_Requirements_:
1. Answer these questions from the passage about St Brigid:
(a) What did Brigid pick up from the ground to make a cross?
(b) In what year was the papal charter that refers to Bride's Mound issued?
(c) Where were her remains interred after being moved in 835 CE?
2. Using the passage about St Brigid, explain in one to three sentences why Bride's Mound is known as Little Ireland.
3. Pick up the passage about St Brigid after its final sentence and continue it.
##### Quoted passage
St Brigid sat by the sick bed of a dying Druid, possibly her father, soothing him with stories about her faith. She told him about Christ on the Cross, picking up rushes from the ground to make a cross. Before his death, the chieftain asked to be baptised. People continue to make similar crosses to hang over the door of their homes to ward off evil, fire and hunger and that is how the making of a Brigid’s cross began. This cross which takes the form of a swastika is in fact a much older symbol representing the sun.
According to myth, Saint Brigid travelled to Glastonbury and set up a small chapel on a place called Bride’s Mound. A papal charter of 1168 CE refers to it as one of the seven islands in the Glastonbury Abbey’s estate, these being Avalon, Beckery, Marchey, Godney, Meare, Panborough and Nyland. It dates from the 5th Century and is known as Little Ireland because it was a well-known site to Irish missionaries. St. Brigid visited Glastonbury in 488 CE and spent time at Bride’s Mound. Relics of hers, including a spindle and a bell, were displayed in the chapel dedicated to her, which had a special opening in the southern wall that healed those who passed through it.
She is particularly renowned for healing women’s ailments. According to historic scriptures, she performed Ireland’s first recorded abortion being the first to “help a woman in a difficult situation”.
“Brigid, exercising with the most strength of her ineffable faith,
blessed her, caused the feotus to disappear without coming to birth,
and without pain.”
She continued her mission until her death in 525 CE, when she was laid to rest in her abbey. In 835 CE, her remains were moved to protect them from Norse invaders and interred in the same grave that holds the remains of St. Patrick and St. Columcille at Downpatrick.
##########
##### Stored records
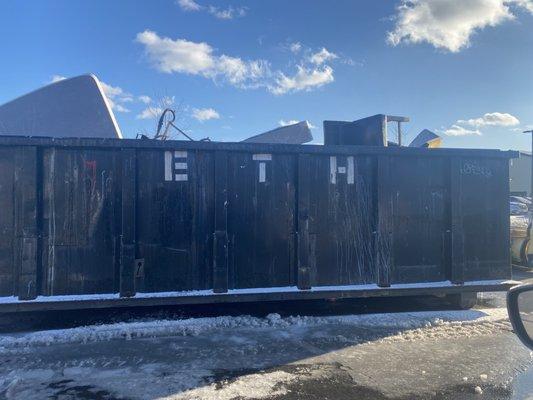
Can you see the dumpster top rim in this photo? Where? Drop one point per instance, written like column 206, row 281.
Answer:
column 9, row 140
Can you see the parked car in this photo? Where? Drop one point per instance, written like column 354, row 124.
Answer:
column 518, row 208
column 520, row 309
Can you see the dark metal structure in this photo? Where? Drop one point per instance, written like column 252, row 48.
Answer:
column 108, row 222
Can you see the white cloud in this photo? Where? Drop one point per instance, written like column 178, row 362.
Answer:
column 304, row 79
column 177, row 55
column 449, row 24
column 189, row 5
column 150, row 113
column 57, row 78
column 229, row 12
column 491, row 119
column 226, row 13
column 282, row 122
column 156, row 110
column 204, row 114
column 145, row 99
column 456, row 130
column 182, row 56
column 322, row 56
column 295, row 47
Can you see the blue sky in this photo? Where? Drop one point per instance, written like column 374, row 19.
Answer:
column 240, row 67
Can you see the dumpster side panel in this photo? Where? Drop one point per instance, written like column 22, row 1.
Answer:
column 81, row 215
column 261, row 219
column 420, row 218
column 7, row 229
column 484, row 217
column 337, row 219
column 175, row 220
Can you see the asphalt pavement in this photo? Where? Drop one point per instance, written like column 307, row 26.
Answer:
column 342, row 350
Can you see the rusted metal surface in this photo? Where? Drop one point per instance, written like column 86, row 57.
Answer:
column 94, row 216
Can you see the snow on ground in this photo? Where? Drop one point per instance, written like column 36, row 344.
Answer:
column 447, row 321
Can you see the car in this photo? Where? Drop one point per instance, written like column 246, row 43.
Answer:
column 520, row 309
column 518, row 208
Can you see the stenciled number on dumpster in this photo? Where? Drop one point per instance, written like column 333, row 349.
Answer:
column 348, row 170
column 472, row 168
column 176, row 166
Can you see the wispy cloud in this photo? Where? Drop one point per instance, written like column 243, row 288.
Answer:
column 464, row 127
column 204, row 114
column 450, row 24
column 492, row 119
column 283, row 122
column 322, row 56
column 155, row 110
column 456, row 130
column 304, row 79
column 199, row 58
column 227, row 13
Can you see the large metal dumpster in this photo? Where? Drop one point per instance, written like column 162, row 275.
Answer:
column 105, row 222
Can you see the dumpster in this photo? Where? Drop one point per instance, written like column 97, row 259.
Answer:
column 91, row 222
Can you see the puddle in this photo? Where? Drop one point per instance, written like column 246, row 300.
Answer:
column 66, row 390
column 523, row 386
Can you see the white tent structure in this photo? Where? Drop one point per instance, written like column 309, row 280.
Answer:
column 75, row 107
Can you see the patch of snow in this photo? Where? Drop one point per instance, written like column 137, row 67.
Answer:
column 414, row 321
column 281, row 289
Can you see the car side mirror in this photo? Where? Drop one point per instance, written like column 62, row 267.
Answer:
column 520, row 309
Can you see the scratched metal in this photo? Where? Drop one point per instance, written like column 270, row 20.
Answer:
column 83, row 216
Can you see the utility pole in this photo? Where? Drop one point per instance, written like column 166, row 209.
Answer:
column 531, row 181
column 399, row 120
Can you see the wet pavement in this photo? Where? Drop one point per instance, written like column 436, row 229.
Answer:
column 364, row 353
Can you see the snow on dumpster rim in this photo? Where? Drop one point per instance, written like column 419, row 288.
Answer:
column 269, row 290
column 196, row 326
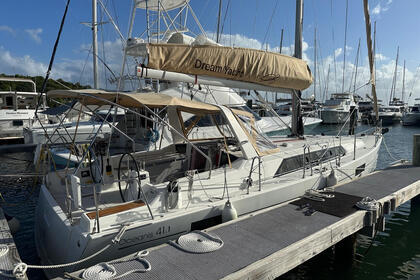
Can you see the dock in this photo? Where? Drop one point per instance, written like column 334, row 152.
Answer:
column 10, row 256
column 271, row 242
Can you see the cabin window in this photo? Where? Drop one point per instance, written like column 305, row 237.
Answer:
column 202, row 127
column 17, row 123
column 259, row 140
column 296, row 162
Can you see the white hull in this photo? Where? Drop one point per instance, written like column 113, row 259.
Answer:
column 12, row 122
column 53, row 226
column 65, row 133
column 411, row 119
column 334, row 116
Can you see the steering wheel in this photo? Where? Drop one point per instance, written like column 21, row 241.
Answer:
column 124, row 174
##########
_The results_:
1.
(a) Rushes.
(b) 1168 CE.
(c) At Downpatrick, in the same grave as St. Patrick and St. Columcille.

2. Bride's Mound is called Little Ireland because it was a well-known site to Irish missionaries.

3.
St Brigid is said to have been given the last rites by St Ninnidh when she was dying. Afterwards, he reportedly had his right hand encased in metal so that it would never be defiled, and became known as “Ninnidh of the Clean Hand”. Tradition says she died at Kildare on 1 February 525.
There is a whole school of thought that cites “Brigid or Exalted One” as being a title conferred, as opposed to it being the embodiment of one person, or an amalgamation of several women. This would certainly account for so many personalities emerging beneath the Brigid banner. Brigid’s successor, a woman called Darlughdach, often cited as Brigid’s companion, who was so close to her that they shared the same bed, celebrates her feast day also on February 1st. She is said to have picked up the Baton of Brigid and was present at the founding of a church in Abernethy in Scotland dedicated to Brigid, built by the King of the Picts.
Relics of Brigid can be found all over the world, there are parts of her skull in two sites in Portugal as well as in Co Dublin. There is a portion of her tooth in Sydney and another tooth in Germany. Portions of her renowned cloak or mantle can be found in Bruges Cathedral and her slipper can be found in the National Museum.
The ever living fire of Brigid was the dominion of women and tended by women. It was kept burning in a cell and was surrounded by a circular fence made of twigs, within which no man was permitted to enter. Her flame burned brightly in Kildare for centuries. It was extinguished in 1220 by Henri de Londres, a Norman Archbishop of Dublin. On February 1st, 1993 a flame was relit in the Market Square in the town and is now kept burning at Solas Bhride, by the Brigidine Sisters. Let us hope her flame lives on.
Further Reading
1. Brigid: Goddess, Druidess and Saint by Brian Wright.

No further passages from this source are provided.